HIVE connection error

Hi!

I just installed Dremio on my Hortonworks cluster. Everything seems to be working up till the point of table previews. YARN containers running, HIVE store attached (metastore on default port: 9083) I can see my hive db, but when I select a table, I get the following for preview:

     PARSE ERROR: Failure parsing the query. 

(org.apache.calcite.sql.parser.SqlParseException) Encountered “<EOF>” at line 0, column 0. Was expecting one of:…

fd4f0aa8-7848-42e4-897b-666bc175b9d3.zip (4.4 KB)

Also, if I try to run a select * query on one of the tables:

(java.lang.RuntimeException) MetaException(message:Your client does not appear to support insert-only tables. To skip capability checks, please set metastore.client.capability.check to false. This setting can be set globally, or on the client for the current metastore session. Note that this may lead to incorrect results, data loss, undefined behavior, etc. if your client is actually incompatible. You can also specify custom client capabilities via get_table_req API.)

- [TASK BRIEF]: Reproduce the Hive connection error post between "PARSE ERROR: Failure" and "fd4f0aa8-7848-42e4-897b-666bc175b9d3.zip (4.4 KB)", inclusive.

- [Pointing records]:
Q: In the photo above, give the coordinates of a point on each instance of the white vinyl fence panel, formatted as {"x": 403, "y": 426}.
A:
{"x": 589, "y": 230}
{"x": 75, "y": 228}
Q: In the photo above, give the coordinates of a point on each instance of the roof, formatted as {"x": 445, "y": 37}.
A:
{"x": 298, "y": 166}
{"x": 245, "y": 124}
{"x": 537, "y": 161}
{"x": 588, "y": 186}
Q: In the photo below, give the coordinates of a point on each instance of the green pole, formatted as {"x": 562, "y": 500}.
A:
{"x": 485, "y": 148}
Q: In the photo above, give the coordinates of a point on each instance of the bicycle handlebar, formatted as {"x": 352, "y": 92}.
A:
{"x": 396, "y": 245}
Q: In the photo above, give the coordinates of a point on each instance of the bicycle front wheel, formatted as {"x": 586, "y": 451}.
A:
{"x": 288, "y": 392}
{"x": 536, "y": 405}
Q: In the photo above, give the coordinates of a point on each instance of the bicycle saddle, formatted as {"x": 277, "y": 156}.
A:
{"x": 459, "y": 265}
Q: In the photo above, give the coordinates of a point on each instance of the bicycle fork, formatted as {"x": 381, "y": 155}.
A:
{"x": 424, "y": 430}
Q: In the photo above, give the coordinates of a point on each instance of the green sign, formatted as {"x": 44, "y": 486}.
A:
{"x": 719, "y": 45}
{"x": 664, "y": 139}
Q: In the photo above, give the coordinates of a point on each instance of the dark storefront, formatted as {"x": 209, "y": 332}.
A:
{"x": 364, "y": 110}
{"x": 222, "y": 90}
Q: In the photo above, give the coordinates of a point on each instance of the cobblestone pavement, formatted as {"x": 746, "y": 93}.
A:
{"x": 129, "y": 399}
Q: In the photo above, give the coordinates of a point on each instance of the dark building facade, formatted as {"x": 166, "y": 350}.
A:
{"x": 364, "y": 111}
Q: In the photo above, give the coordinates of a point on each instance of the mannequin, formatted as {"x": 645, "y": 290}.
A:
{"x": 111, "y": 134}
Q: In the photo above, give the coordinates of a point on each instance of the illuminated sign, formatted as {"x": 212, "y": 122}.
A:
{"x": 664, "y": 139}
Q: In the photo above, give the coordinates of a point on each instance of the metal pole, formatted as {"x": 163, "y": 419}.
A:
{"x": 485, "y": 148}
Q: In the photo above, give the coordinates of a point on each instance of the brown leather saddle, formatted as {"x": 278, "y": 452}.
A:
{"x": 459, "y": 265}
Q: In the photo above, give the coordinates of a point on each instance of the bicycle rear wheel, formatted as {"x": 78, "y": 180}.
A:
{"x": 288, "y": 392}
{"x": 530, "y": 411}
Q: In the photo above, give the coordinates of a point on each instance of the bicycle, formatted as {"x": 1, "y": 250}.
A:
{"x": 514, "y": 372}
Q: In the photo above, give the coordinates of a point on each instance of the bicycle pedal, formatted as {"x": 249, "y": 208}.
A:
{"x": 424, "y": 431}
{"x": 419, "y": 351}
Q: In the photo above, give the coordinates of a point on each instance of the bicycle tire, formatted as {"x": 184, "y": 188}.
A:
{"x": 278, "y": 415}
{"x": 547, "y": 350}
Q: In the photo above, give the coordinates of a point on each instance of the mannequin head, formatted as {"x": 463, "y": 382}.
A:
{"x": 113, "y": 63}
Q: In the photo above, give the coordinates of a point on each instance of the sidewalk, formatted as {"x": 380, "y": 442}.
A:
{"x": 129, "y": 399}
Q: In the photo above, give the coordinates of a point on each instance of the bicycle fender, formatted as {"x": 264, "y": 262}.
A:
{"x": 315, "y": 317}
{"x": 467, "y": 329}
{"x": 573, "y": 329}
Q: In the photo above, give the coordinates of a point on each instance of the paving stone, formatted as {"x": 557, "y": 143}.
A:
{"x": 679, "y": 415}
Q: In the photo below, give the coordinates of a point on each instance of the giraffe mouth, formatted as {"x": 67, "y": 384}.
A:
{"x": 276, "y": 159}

- [RESPONSE FOR THIS EXERCISE]:
PARSE ERROR: Failure parsing the query. 

(org.apache.calcite.sql.parser.SqlParseException) Encountered “<EOF>” at line 0, column 0. Was expecting one of:…

fd4f0aa8-7848-42e4-897b-666bc175b9d3.zip (4.4 KB)